- **Consegna**
Puoi ridimensionare l'elenco seguente riscrivendone tutte le righe, richieste comprese, ma con le coordinate x e y dei punti nelle risposte moltiplicate per 1,6 e arrotondate all'intero più vicino, con le metà arrotondate per eccesso? Nella risposta non riportare le immagini.

- **Dati da elaborare**
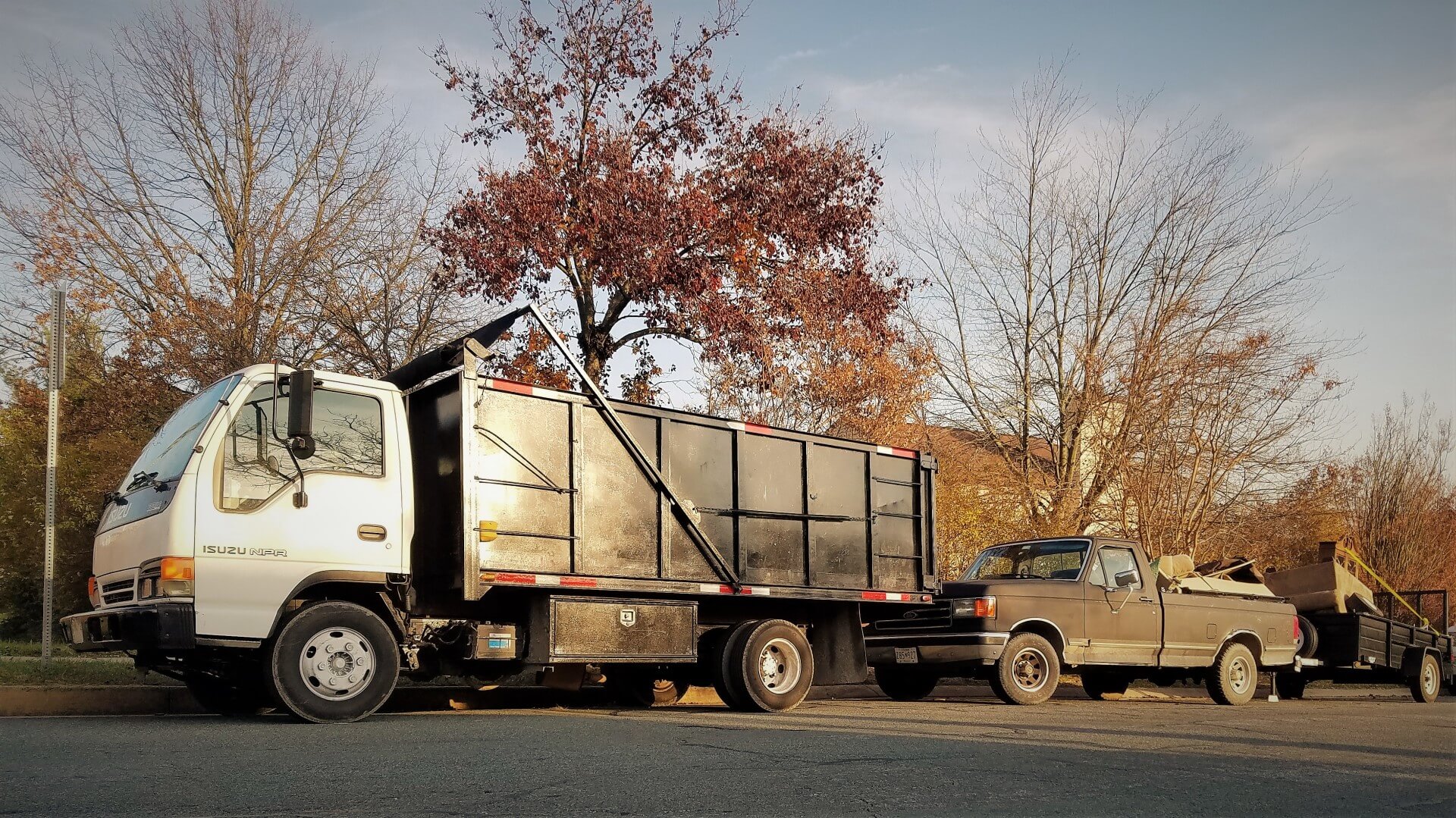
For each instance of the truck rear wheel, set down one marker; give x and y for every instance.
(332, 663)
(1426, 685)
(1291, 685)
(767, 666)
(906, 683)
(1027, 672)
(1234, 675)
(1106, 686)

- **Risultato qui sotto**
For each instance of the truck rear wheel, set down one marker; give x and y for every instance.
(531, 1061)
(2282, 1096)
(2066, 1096)
(1227, 1066)
(1450, 1093)
(1643, 1075)
(1974, 1080)
(1770, 1098)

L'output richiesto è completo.